**Problem description:**
Return the data verbatim, without pictures.

**Record extracts:**
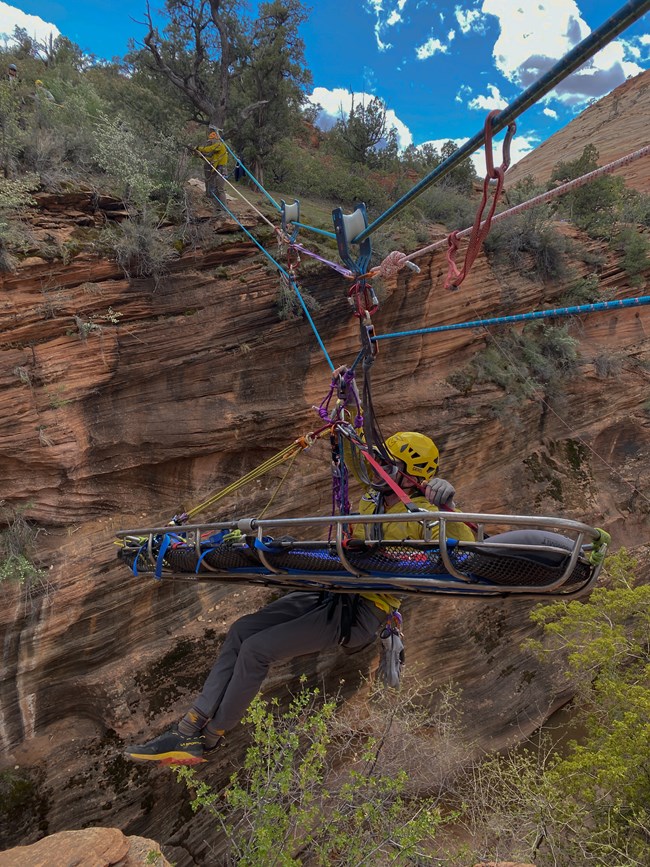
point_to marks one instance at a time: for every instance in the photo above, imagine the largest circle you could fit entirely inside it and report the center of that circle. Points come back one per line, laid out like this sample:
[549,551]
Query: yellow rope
[279,485]
[276,460]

**Solution for this exercise:**
point_to marks one instance at a time: for every instance in the photo above, imagine the largest circle you could fit entirely inside it and report the center of that circle. Points come back one per line, laid out like this sample:
[549,551]
Query: yellow rope
[279,485]
[276,460]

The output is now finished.